::: Исходный текст :::
Исчезновение людей, читающих книги в метро. В принципе – людей, читающих бумажные книги и бумажные газеты. Исчезновение лыж. Исчезновение лыжни в парке, где привык каждую зиму наворачивать круги по привычному маршруту. Исчезновение людей, не умеющих водить машину. Исчезновение читателей, замещение их слушателями и зрителями. Исчезновение имен-отчеств, все – по имени. Исчезновение церемонности, а иногда и вежливости в обращении людей друг к другу. Исчезновение мужчин, которые просят у дам разрешения снять пиджак; гостей, которые звонят с благодарностью на следующий день после встречи; хозяев, подающих уходящим гостям пальто. Да что там – исчезновение московских домашних обильных застолий. Исчезновение дресс-кодов в театре. Исчезновение людей, носящих галстук, если только они не дипломаты, чиновники или чудаковатые старики, торжественно отправляющиеся на прогулку. Кажется, что из человеческих отношений исчезают эмпатия, сочувствие и благодарность. Впрочем, когда придерживаешь дверь, многие искренне благодарят. И это… удивляет.
“Очарованный странник с пачки «Памира»” – да это же конец пятидесятых, это моя мама в туристических шароварах и с рюкзаком за плечами, ведущая в горы отряд адолесантов из ее французской спецшколы и отважно берущая ответственность за их жизнь и здоровье.
Поверхность старой фотографии потрескалась – как полотно старого мастера, написанное маслом.
Фото, на котором на фоне нашего дома на углу Ленинского и Кравченко папа держит на руках меня, заранее меланхоличного в связи с надвигающейся громадой жизни, постепенно выцветает. Скоро от нас с ним останутся одни силуэты в акварельных тонах. В небытие мы уйдем вместе.
Рассвет в тех же акварельных тонах – цвета слабого раствора марганцовки. От него даже, как и от марганцовки, подташнивает.
:::
- Задание -
Выпишите приведённый выше исходный текст целиком, слово в слово.
::: Исходные данные :::
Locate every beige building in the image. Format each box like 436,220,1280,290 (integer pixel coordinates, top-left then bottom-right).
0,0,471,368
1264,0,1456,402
:::
- Ответ к заданию -
Исчезновение людей, читающих книги в метро. В принципе – людей, читающих бумажные книги и бумажные газеты. Исчезновение лыж. Исчезновение лыжни в парке, где привык каждую зиму наворачивать круги по привычному маршруту. Исчезновение людей, не умеющих водить машину. Исчезновение читателей, замещение их слушателями и зрителями. Исчезновение имен-отчеств, все – по имени. Исчезновение церемонности, а иногда и вежливости в обращении людей друг к другу. Исчезновение мужчин, которые просят у дам разрешения снять пиджак; гостей, которые звонят с благодарностью на следующий день после встречи; хозяев, подающих уходящим гостям пальто. Да что там – исчезновение московских домашних обильных застолий. Исчезновение дресс-кодов в театре. Исчезновение людей, носящих галстук, если только они не дипломаты, чиновники или чудаковатые старики, торжественно отправляющиеся на прогулку. Кажется, что из человеческих отношений исчезают эмпатия, сочувствие и благодарность. Впрочем, когда придерживаешь дверь, многие искренне благодарят. И это… удивляет.
“Очарованный странник с пачки «Памира»” – да это же конец пятидесятых, это моя мама в туристических шароварах и с рюкзаком за плечами, ведущая в горы отряд адолесантов из ее французской спецшколы и отважно берущая ответственность за их жизнь и здоровье.
Поверхность старой фотографии потрескалась – как полотно старого мастера, написанное маслом.
Фото, на котором на фоне нашего дома на углу Ленинского и Кравченко папа держит на руках меня, заранее меланхоличного в связи с надвигающейся громадой жизни, постепенно выцветает. Скоро от нас с ним останутся одни силуэты в акварельных тонах. В небытие мы уйдем вместе.
Рассвет в тех же акварельных тонах – цвета слабого раствора марганцовки. От него даже, как и от марганцовки, подташнивает.